Task brief: Output, word for word, the lines of this listing that fall between the line with "Target: recessed ceiling light" and the line with "Put a point on every instance of the bench seat.", counting both of those lines, and no others.

───

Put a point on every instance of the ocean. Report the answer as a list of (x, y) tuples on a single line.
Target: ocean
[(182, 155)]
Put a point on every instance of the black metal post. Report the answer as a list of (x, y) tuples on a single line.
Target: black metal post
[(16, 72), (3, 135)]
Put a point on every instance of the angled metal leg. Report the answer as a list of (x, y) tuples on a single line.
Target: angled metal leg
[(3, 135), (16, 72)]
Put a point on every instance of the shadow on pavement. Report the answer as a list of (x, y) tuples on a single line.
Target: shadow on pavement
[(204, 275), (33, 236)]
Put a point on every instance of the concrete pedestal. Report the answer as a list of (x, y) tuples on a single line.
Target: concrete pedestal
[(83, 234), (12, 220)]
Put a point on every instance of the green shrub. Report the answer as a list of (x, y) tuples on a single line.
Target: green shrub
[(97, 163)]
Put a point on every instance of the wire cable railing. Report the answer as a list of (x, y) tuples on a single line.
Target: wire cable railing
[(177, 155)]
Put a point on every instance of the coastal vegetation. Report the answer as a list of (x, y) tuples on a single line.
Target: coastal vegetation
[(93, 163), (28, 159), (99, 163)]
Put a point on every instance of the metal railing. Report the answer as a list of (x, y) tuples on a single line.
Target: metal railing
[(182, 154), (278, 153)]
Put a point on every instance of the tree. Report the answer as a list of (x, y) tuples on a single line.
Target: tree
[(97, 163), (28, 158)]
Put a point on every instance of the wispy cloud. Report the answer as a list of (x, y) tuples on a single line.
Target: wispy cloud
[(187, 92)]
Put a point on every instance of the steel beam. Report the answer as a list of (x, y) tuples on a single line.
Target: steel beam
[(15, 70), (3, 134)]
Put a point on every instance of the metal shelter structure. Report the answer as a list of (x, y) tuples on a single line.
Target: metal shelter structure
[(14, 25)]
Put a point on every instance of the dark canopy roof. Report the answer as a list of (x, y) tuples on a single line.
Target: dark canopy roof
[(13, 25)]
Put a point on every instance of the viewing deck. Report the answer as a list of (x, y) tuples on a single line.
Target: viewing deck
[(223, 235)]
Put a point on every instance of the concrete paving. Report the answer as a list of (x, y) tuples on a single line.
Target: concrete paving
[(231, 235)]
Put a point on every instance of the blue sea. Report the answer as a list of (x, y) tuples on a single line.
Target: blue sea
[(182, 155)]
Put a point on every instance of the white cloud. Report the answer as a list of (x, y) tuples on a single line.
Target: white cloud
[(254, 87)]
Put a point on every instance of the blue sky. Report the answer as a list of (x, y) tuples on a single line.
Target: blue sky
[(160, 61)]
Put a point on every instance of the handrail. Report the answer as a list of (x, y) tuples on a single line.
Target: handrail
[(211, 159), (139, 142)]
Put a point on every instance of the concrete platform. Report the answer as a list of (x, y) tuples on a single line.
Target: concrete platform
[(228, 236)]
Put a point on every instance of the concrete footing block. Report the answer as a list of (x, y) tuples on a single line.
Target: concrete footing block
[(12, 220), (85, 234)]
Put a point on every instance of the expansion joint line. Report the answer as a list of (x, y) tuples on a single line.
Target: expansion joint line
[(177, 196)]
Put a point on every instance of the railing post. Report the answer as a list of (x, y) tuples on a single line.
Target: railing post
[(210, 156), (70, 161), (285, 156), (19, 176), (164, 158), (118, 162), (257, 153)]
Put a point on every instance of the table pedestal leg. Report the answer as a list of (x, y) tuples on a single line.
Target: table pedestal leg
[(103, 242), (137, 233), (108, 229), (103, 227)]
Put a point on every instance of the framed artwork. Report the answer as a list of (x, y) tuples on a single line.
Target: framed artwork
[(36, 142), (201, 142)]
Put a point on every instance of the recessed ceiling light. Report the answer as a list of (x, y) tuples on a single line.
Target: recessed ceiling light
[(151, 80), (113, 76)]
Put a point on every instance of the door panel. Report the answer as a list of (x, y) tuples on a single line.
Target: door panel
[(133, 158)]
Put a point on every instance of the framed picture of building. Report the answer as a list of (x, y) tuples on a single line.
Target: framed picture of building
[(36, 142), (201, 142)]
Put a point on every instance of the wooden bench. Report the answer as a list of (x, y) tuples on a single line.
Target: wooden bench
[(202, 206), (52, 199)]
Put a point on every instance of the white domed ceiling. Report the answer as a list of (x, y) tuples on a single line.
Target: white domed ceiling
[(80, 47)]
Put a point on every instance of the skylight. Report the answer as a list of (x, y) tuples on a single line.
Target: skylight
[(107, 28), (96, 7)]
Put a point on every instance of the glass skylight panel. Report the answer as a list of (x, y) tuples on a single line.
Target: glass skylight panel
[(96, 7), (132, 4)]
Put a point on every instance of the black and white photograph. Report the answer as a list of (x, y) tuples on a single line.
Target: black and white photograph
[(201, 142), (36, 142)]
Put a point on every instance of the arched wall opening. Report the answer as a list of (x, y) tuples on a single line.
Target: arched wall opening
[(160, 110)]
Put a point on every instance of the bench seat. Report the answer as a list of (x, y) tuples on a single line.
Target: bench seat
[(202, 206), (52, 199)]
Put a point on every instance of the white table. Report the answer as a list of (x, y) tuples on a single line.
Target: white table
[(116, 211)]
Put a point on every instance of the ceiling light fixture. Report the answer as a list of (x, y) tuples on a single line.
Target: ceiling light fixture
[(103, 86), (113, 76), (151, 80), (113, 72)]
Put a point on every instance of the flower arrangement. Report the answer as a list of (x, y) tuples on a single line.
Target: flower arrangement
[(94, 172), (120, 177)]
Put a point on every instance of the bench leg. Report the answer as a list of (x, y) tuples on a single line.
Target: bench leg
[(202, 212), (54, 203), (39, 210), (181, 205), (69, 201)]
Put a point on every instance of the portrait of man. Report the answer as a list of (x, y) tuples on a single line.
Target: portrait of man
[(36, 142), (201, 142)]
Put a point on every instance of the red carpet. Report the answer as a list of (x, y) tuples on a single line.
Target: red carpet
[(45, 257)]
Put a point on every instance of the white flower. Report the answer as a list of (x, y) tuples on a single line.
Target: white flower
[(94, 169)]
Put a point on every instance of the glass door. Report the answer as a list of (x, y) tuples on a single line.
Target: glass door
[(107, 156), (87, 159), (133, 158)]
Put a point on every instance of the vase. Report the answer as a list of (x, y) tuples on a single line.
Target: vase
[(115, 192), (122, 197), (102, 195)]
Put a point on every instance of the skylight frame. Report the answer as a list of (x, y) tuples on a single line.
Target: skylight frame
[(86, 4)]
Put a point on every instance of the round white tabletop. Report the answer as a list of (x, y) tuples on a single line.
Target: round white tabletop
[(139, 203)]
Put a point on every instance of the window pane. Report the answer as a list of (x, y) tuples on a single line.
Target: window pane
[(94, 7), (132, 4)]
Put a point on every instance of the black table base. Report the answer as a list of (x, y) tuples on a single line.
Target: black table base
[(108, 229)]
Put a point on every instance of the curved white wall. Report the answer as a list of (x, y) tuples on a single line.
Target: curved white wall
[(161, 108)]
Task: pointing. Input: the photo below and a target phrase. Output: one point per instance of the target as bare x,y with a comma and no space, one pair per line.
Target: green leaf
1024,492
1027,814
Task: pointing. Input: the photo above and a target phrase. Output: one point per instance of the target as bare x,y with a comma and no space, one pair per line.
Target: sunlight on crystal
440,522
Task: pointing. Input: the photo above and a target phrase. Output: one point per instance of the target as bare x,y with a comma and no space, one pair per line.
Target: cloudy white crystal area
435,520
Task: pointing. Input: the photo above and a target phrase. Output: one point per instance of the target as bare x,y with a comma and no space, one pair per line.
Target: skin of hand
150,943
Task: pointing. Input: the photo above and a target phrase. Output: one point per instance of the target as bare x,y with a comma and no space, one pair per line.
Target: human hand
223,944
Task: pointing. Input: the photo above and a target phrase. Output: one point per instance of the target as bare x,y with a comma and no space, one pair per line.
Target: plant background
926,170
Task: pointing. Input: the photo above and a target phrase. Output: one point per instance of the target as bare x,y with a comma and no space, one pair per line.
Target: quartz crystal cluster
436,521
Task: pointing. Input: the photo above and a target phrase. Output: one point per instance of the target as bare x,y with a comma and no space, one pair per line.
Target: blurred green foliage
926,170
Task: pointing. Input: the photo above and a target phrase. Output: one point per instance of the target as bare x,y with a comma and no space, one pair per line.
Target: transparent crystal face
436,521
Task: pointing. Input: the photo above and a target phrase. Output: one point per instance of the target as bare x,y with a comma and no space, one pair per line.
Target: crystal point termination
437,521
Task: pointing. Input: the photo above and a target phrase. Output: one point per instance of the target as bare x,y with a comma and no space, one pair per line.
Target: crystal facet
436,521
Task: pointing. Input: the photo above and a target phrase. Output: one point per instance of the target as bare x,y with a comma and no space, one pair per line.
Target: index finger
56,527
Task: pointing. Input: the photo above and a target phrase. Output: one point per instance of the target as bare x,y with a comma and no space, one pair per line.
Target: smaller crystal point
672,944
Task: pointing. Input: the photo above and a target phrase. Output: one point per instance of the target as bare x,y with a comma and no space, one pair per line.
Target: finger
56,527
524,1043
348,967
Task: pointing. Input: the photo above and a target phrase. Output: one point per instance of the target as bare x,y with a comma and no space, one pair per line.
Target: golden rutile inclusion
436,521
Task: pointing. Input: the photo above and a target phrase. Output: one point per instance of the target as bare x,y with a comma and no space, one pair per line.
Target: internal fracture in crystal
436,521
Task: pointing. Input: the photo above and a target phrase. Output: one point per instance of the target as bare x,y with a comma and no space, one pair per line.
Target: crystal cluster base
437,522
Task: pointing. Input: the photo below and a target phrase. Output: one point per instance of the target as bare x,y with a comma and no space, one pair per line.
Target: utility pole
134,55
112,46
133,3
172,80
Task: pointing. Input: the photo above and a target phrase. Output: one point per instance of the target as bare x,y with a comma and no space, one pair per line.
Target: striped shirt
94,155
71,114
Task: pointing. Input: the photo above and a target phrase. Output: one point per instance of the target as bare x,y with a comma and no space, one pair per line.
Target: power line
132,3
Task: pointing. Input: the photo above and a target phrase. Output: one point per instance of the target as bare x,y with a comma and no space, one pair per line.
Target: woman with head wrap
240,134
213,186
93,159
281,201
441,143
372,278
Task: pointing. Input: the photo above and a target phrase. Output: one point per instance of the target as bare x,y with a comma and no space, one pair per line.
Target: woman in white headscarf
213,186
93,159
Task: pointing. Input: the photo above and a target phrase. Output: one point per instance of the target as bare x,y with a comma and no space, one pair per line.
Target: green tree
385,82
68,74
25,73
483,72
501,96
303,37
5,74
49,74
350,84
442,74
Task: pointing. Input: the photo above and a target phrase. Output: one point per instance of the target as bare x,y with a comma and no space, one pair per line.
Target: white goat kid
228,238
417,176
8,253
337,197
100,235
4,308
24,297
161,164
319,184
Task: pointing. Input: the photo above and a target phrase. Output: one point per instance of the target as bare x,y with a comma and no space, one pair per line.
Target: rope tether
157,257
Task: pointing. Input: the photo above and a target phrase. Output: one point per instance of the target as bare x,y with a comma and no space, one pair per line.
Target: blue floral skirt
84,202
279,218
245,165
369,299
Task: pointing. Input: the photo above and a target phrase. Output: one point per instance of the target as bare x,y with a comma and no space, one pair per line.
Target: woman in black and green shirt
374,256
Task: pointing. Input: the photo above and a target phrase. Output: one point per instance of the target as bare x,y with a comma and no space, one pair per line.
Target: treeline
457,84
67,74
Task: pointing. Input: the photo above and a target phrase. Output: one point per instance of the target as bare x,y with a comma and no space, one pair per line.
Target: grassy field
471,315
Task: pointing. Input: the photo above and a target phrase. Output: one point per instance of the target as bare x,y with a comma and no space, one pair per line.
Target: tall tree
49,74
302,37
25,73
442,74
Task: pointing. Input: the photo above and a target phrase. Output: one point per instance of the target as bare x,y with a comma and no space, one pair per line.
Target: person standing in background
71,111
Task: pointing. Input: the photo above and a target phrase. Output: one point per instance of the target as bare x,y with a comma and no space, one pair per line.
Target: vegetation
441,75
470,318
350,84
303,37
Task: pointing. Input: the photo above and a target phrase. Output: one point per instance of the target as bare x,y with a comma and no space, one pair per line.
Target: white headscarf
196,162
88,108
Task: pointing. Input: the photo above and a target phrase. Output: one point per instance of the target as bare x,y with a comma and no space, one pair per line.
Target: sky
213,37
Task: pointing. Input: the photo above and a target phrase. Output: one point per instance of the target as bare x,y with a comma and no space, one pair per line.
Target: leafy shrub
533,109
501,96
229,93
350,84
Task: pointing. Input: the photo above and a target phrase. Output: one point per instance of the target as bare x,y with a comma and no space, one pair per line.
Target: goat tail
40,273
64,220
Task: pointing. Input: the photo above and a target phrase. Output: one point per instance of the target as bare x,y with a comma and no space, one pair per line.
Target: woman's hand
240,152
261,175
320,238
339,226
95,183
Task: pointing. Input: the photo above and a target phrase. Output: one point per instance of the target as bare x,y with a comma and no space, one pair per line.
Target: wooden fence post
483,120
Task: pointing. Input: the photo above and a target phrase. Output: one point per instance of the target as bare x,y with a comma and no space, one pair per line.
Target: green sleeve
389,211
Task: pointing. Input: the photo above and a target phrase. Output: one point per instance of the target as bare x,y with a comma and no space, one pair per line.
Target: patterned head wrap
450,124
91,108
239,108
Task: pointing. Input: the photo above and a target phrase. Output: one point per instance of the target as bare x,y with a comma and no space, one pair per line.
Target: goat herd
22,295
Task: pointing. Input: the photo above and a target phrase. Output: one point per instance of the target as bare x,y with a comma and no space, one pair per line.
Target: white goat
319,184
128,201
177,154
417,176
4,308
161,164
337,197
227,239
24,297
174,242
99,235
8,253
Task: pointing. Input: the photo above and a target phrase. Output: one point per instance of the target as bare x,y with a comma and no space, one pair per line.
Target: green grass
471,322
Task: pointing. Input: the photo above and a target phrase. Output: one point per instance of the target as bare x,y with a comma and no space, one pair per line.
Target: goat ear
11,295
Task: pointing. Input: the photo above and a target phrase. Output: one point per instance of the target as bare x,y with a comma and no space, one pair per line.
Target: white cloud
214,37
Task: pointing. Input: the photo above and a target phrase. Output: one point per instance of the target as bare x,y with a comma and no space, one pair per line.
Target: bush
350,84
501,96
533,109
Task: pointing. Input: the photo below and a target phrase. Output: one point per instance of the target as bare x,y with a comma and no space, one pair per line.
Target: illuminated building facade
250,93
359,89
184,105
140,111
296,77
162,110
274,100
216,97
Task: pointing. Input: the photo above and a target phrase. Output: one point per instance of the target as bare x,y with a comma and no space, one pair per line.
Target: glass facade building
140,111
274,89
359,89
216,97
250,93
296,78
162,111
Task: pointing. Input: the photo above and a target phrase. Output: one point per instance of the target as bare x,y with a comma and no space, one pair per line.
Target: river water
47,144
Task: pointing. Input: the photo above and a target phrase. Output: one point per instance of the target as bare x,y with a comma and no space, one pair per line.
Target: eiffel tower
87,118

───

Task solution:
Target: recessed ceiling light
[(151, 80), (113, 76)]
Put a point on every instance of the door panel. Report the answer as a list of (x, y) tuples on a single line.
Target: door panel
[(133, 158)]
Put a point on every instance of the framed picture of building. Report the answer as a list of (x, y) tuples on a single line.
Target: framed picture of building
[(36, 142), (201, 142)]
Put a point on every instance of the wooden bench. Report the answer as a list of (x, y) tuples on a single line.
Target: wooden bench
[(202, 206), (52, 199)]
Put a point on every instance of the white domed ceiling. Report the answer as a list of (x, y) tuples on a single line.
Target: white domed ceiling
[(80, 47)]
Put a point on every instance of the skylight. Report the answer as a list of (x, y) tuples on a single line.
Target: skylight
[(107, 28), (96, 7)]
Put a point on every instance of the glass skylight panel. Report the answer as a list of (x, y) tuples on a single line.
Target: glass skylight panel
[(96, 7), (132, 4)]
Put a point on every instance of the black and white photograph. Report the answer as a list of (x, y) tuples on a single line.
Target: black and white photograph
[(201, 142), (36, 142)]
Put a point on every instance of the arched wall opening. Report the answer as a list of (x, y) tuples on a single line.
Target: arched wall opening
[(160, 110)]
Put a point on every instance of the bench seat. Report the answer as a list of (x, y) tuples on a single line.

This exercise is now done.